## EXCERPT

# # # # # # #

Australia

Gold-silver ratio reaches highest level in 87 years from lowest level in 41 years

As technical indicators go, the ratio of gold price to silver prices, commonly referred to as the gold-silver ratio, is considered by precious metal traders to be one of the most reliable indicators for forward price movements in silver.

The gold-silver ratio indicates how many ounces of silver are required to buy one ounce of gold. In times where the ratio is relatively high, it acts as a leading indicator for a rise in silvers value.

Previously the highest the ratio has ever been was 132 to 1 in 1933 when the US government invoked Executive Order 6102 and forced US citizens to sell all but a small portion of their gold and silver holdings to the Federal Reserve.

More recently the highest the ratio has reached is 97.3 to 1 in February 1991 (Figure 1), at the height of a global economic recession.

After this high in the ratio, the silver price rose in a continued uptrend from an average price US$3.74/ounce in February 1991 to US$6.84/ounce in February 1998, an increase of 83%.

Figure 1: Gold-Silver Ratio since 1990. Source: Mining and Metals Research Corporation Ltd.

In June 2003, after a sustained five-year period of lower gold-silver ratios, the gold-silver ratio reached a high of 78.7:1, over the next five years the silver price rose from US$4.53 to a high of US$19.32/ounce in March 2008, (Figure 1) an increase of 326%.

A spike in the gold-silver ratio in December 2008 to 79.3:1, associated with another global recession, was a leading indicator of a 315% increase in the silver price from US$10.29/ounce in December 2008 to US$42.7 in April 2011 (Figure 1).

The gold-silver ratio has now risen from a low of 34.7:1 in April 2011, its lowest level since 1979, to its highest level in 87 years of 111.7:1 in April 2020, before reducing to 90.6:1 in July on the back of a 35% rise in the silver price over just three months (Figure 1).

# # # # # # #

## RECORDED DATA
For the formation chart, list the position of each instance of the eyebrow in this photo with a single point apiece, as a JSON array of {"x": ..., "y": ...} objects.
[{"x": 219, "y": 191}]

# # # # # # #

## WHAT IS ASKED
1 – Retype the stretch of the gold-silver ratio article from "Figure 1: Gold-Silver" through "2011 (Figure 1).".
2 – Answer these questions from the gold-silver ratio article:
(a) In what year did the ratio reach 132 to 1?
(b) What was the ratio in February 1991?
(c) What price per ounce did silver reach in April 2011?

## ANSWERS PER TASK
1 –
Figure 1: Gold-Silver Ratio since 1990. Source: Mining and Metals Research Corporation Ltd.

In June 2003, after a sustained five-year period of lower gold-silver ratios, the gold-silver ratio reached a high of 78.7:1, over the next five years the silver price rose from US$4.53 to a high of US$19.32/ounce in March 2008, (Figure 1) an increase of 326%.

A spike in the gold-silver ratio in December 2008 to 79.3:1, associated with another global recession, was a leading indicator of a 315% increase in the silver price from US$10.29/ounce in December 2008 to US$42.7 in April 2011 (Figure 1).

2 –
(a) 1933
(b) 97.3 to 1
(c) US$42.7